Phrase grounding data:
------------------------------------------------------------------------
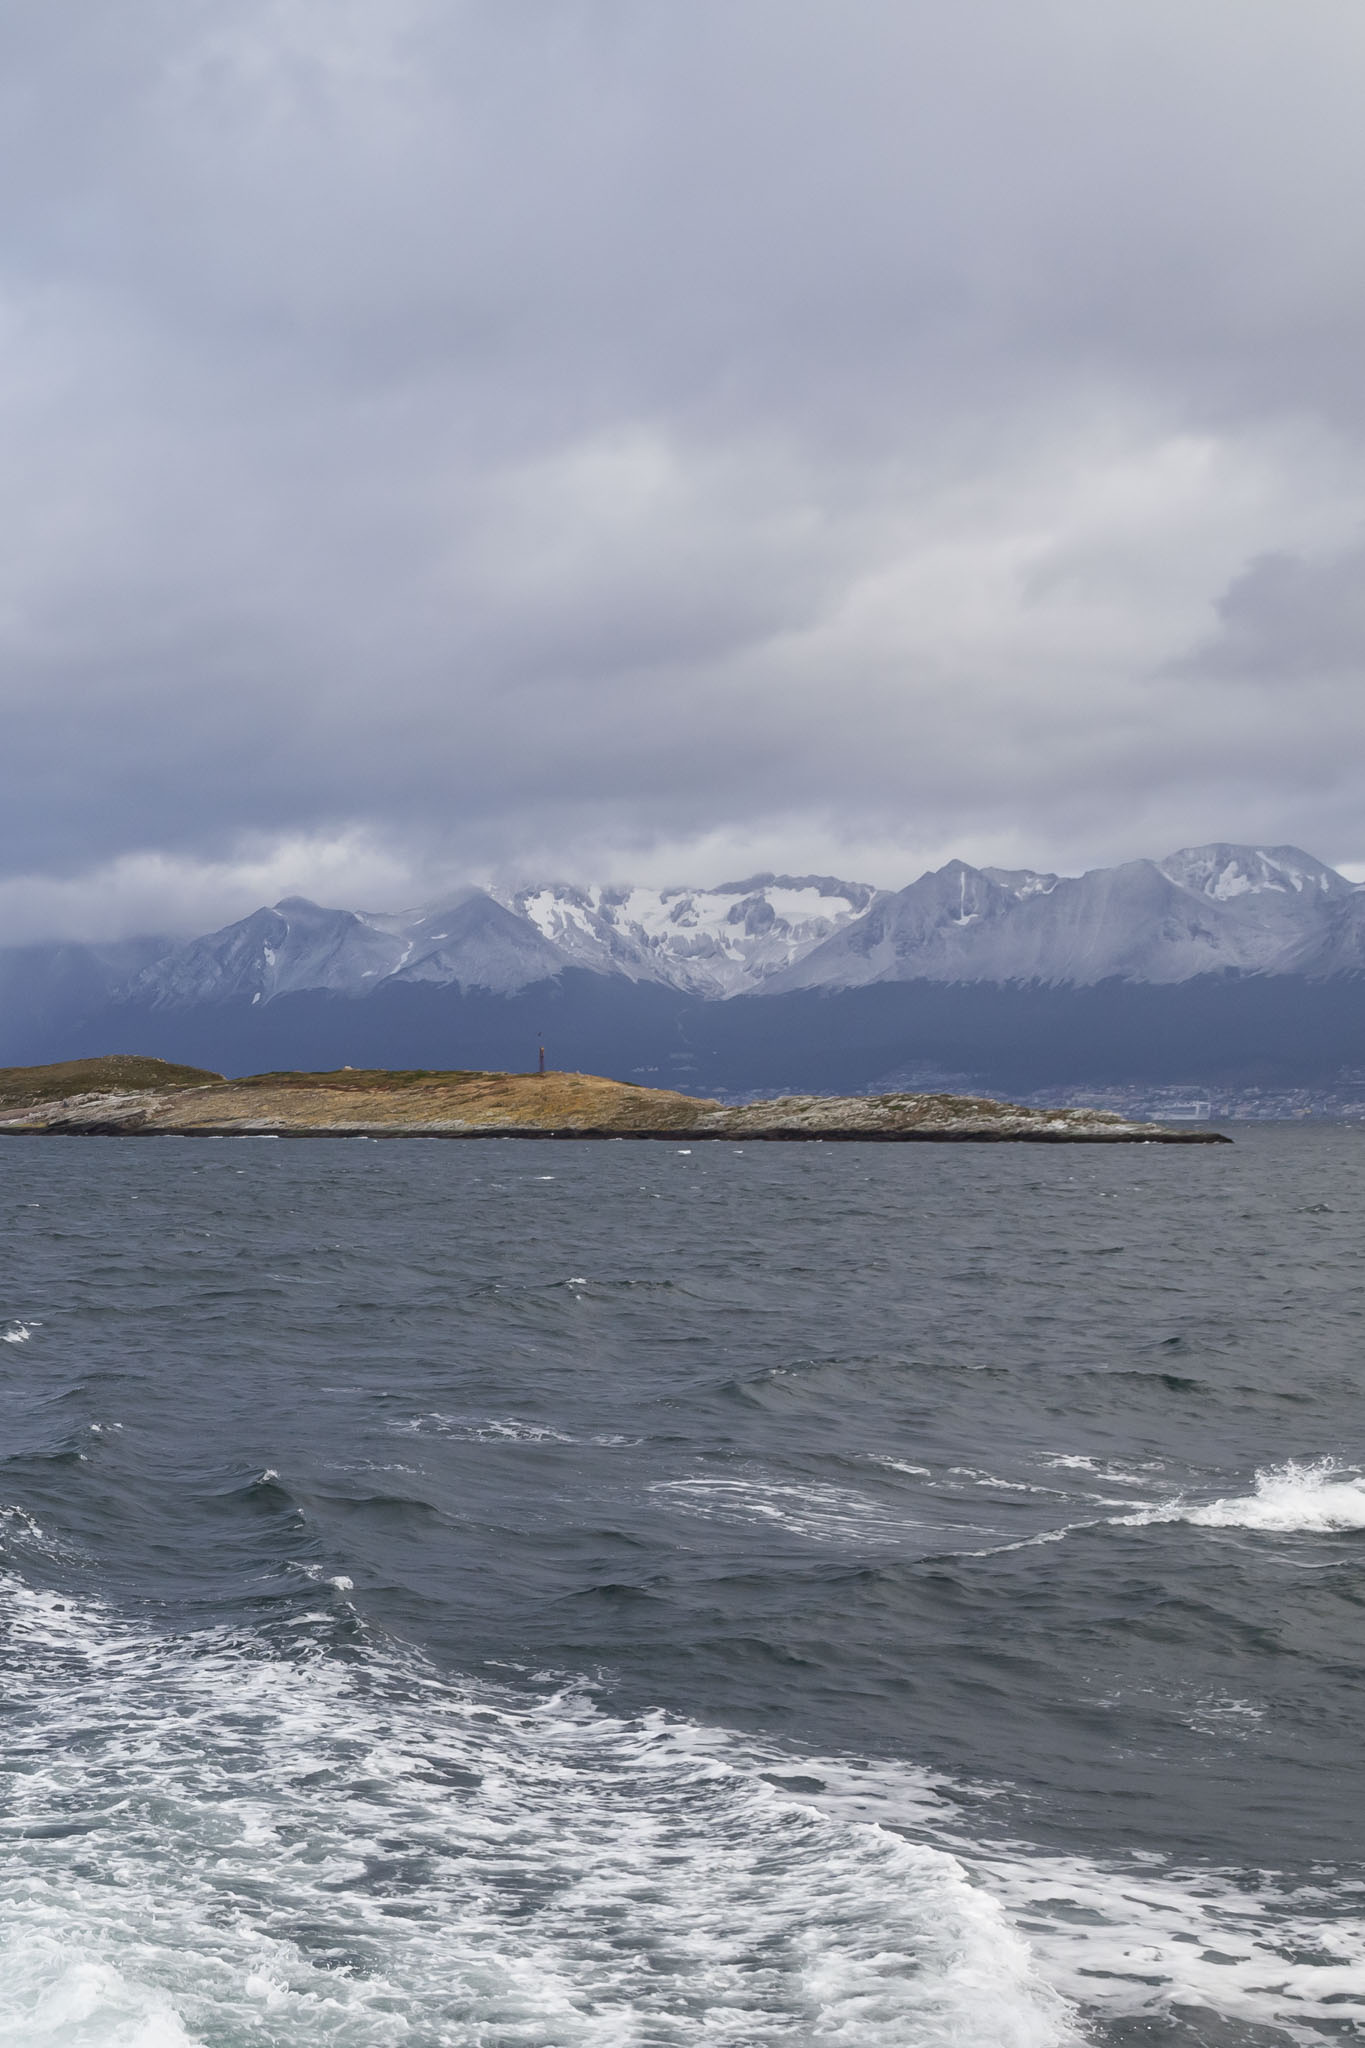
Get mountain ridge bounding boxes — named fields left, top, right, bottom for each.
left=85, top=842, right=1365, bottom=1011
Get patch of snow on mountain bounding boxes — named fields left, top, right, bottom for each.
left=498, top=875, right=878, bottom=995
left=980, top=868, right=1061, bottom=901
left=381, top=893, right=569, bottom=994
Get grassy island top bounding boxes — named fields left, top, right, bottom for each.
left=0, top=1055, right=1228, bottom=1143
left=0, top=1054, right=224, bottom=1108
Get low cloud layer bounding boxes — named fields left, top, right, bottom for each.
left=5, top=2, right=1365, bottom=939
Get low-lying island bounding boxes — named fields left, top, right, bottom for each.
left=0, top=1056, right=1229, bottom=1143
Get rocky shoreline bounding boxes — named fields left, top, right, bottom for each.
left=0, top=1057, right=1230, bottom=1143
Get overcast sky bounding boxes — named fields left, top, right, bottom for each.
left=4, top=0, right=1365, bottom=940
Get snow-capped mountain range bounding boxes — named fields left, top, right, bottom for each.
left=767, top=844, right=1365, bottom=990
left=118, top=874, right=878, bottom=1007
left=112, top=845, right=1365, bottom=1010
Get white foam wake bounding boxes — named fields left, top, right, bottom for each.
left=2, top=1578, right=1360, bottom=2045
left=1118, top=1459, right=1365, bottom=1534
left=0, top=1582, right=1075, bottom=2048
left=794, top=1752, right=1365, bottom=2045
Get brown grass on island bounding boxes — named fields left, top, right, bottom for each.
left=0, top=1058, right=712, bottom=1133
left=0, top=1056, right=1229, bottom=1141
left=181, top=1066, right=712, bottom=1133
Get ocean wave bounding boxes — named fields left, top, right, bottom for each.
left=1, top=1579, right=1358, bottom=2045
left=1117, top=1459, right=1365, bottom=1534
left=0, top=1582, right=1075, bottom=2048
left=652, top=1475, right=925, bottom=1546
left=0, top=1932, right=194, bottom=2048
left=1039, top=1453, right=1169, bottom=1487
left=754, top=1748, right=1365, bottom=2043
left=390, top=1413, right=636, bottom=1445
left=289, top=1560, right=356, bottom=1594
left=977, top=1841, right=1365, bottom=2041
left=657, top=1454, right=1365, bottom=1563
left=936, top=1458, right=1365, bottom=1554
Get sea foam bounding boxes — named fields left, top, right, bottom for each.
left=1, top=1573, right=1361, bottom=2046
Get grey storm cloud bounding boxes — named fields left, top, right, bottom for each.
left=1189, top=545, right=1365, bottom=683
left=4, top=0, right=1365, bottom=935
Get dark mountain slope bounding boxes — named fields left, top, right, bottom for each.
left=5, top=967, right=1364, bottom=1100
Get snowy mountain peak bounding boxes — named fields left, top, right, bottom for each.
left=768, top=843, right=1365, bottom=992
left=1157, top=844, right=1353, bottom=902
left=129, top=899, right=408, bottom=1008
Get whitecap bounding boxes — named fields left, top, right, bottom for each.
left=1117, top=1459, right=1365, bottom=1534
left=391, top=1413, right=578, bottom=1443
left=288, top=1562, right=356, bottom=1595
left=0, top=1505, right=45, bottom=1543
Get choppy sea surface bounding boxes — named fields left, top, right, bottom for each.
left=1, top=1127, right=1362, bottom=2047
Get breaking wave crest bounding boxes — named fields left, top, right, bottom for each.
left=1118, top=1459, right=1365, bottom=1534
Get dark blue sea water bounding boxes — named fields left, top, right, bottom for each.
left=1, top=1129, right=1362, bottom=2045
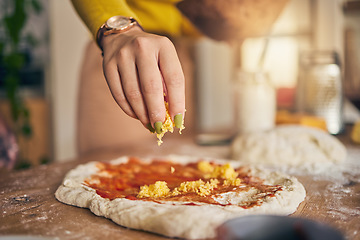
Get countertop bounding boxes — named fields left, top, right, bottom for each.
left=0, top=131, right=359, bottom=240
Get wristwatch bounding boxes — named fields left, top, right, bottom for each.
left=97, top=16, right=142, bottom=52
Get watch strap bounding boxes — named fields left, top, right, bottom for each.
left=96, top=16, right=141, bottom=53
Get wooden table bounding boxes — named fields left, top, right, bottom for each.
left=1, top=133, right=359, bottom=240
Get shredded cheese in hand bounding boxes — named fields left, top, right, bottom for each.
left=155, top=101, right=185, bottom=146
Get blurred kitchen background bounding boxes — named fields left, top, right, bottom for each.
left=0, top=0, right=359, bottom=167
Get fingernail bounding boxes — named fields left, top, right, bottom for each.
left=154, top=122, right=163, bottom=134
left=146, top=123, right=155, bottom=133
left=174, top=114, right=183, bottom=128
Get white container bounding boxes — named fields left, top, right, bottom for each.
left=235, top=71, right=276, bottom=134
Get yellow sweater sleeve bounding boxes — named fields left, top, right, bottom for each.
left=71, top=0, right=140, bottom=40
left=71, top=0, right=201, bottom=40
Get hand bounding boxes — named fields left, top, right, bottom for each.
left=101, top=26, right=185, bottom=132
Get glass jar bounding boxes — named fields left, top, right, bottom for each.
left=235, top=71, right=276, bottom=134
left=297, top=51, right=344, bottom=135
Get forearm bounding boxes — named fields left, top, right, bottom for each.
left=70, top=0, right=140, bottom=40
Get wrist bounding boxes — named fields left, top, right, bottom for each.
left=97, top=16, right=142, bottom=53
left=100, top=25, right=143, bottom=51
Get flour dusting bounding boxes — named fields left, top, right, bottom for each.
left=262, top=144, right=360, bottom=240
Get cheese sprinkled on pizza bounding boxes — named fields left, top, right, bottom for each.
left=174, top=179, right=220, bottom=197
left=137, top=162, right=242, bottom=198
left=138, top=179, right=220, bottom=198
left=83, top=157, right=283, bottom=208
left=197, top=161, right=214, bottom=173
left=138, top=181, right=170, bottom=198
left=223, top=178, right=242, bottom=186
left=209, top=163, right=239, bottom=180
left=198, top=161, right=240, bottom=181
------------------------------------------------------------------------
WHAT NEEDS TO BE DONE: Leave the images out and transcribe the remaining data above word for word.

ANSWER TO THIS PROBLEM:
Get mountain ridge bounding boxes — named fields left, top, right, bottom for each.
left=85, top=842, right=1365, bottom=1011
Get patch of snow on mountain bounding boxes — named fields left, top, right, bottom for each.
left=498, top=875, right=878, bottom=995
left=980, top=868, right=1061, bottom=901
left=381, top=893, right=569, bottom=994
Get grassy island top bounding boxes — named fields left, top, right, bottom for each.
left=0, top=1055, right=1228, bottom=1143
left=0, top=1054, right=224, bottom=1108
Get low cloud layer bounding boxes — named fields left, top, right, bottom for each.
left=5, top=2, right=1365, bottom=939
Get low-lying island bounding boxes — named fields left, top, right, bottom for each.
left=0, top=1056, right=1229, bottom=1143
Get rocky shoreline bounding boxes — named fields left, top, right, bottom for each.
left=0, top=1057, right=1230, bottom=1143
Get overcast sky bounding boxes — named fields left, top, right, bottom for each.
left=4, top=0, right=1365, bottom=940
Get snow-capped mountain range bounding boxes — named fields left, top, right, bottom for each.
left=767, top=844, right=1365, bottom=990
left=118, top=874, right=878, bottom=1007
left=112, top=845, right=1365, bottom=1010
Get white foam wake bounding boxes — named fields left, top, right, bottom for each.
left=2, top=1578, right=1360, bottom=2045
left=1118, top=1459, right=1365, bottom=1534
left=0, top=1582, right=1075, bottom=2048
left=794, top=1752, right=1365, bottom=2045
Get brown grass on island bounding boxes — named fields left, top, right, bottom for each.
left=0, top=1058, right=712, bottom=1133
left=0, top=1056, right=1229, bottom=1141
left=181, top=1066, right=712, bottom=1133
Get ocean wave bounding boxes — named fields left, top, right, bottom for each.
left=1, top=1579, right=1358, bottom=2045
left=1117, top=1459, right=1365, bottom=1534
left=0, top=1582, right=1075, bottom=2048
left=652, top=1475, right=925, bottom=1546
left=0, top=1932, right=194, bottom=2048
left=1039, top=1453, right=1169, bottom=1487
left=754, top=1748, right=1365, bottom=2043
left=390, top=1413, right=636, bottom=1445
left=289, top=1560, right=356, bottom=1594
left=977, top=1841, right=1365, bottom=2041
left=657, top=1454, right=1365, bottom=1563
left=936, top=1458, right=1365, bottom=1554
Get sea foam bounding boxes — named fields left, top, right, bottom for each.
left=1, top=1573, right=1361, bottom=2046
Get grey storm cloud bounding boxes — named fields left, top, right, bottom for each.
left=1189, top=545, right=1365, bottom=683
left=4, top=0, right=1365, bottom=935
Get dark mountain slope bounding boxes — named fields left, top, right, bottom for each.
left=5, top=967, right=1364, bottom=1100
Get snowy mountain peak bounding boxes — named fields left, top, right, bottom for each.
left=768, top=843, right=1365, bottom=992
left=1157, top=844, right=1353, bottom=902
left=129, top=899, right=408, bottom=1008
Get whitecap bounding boxes — named fields left, top, right, bottom for each.
left=1117, top=1459, right=1365, bottom=1534
left=391, top=1413, right=578, bottom=1443
left=288, top=1562, right=356, bottom=1595
left=0, top=1505, right=45, bottom=1543
Get choppy sea surface bounding boxes — named fields left, top, right, bottom for each.
left=1, top=1127, right=1362, bottom=2047
Get breaking wave crest bounding boxes — named fields left, top, right, bottom for each.
left=1118, top=1459, right=1365, bottom=1534
Get dark blue sea water bounding boxes — named fields left, top, right, bottom for each.
left=1, top=1129, right=1362, bottom=2045
Get countertop bounding boxes — named fields left, top, right, bottom for each.
left=0, top=131, right=359, bottom=240
Get wristwatch bounding boxes — named fields left, top, right, bottom for each.
left=97, top=16, right=142, bottom=52
Get watch strap bounding boxes — named fields left, top, right, bottom for each.
left=96, top=16, right=141, bottom=53
Get wooden table bounding boxes — named fields left, top, right, bottom for each.
left=1, top=133, right=359, bottom=240
Get shredded cheese in hand bounding boxes — named fields left, top, right, bottom for each.
left=155, top=101, right=185, bottom=146
Get blurred kitchen background bounding boxes — named fields left, top, right, bottom for each.
left=0, top=0, right=359, bottom=167
Get fingernail bounding boxes — named fields left, top, right, bottom for each.
left=154, top=122, right=163, bottom=134
left=146, top=123, right=155, bottom=133
left=174, top=114, right=183, bottom=128
Get white container bounding boxes — named fields left, top, right, bottom for each.
left=235, top=71, right=276, bottom=134
Get yellow sweater sleeve bounding boxes — named fields left, top, right, bottom for each.
left=71, top=0, right=140, bottom=40
left=71, top=0, right=201, bottom=40
Get hand bounding boxes — named fields left, top, right, bottom for each.
left=101, top=26, right=185, bottom=132
Get glass jar bounding boxes — named fields left, top, right, bottom for each.
left=235, top=71, right=276, bottom=134
left=297, top=51, right=344, bottom=135
Get forearm bounding boxes — named fields left, top, right, bottom for each.
left=70, top=0, right=140, bottom=40
Get wrist bounding boxes — named fields left, top, right, bottom for each.
left=97, top=16, right=142, bottom=53
left=100, top=25, right=143, bottom=51
Get flour dusting bounding boxes — named fields left, top, right, bottom for each.
left=262, top=144, right=360, bottom=240
Get cheese sprinkled on pizza bounding boxes — named fields left, top, right, bottom for each.
left=174, top=179, right=220, bottom=197
left=137, top=162, right=242, bottom=198
left=138, top=179, right=220, bottom=198
left=83, top=157, right=283, bottom=208
left=197, top=161, right=214, bottom=173
left=138, top=181, right=170, bottom=198
left=223, top=178, right=242, bottom=186
left=209, top=163, right=239, bottom=180
left=198, top=161, right=240, bottom=181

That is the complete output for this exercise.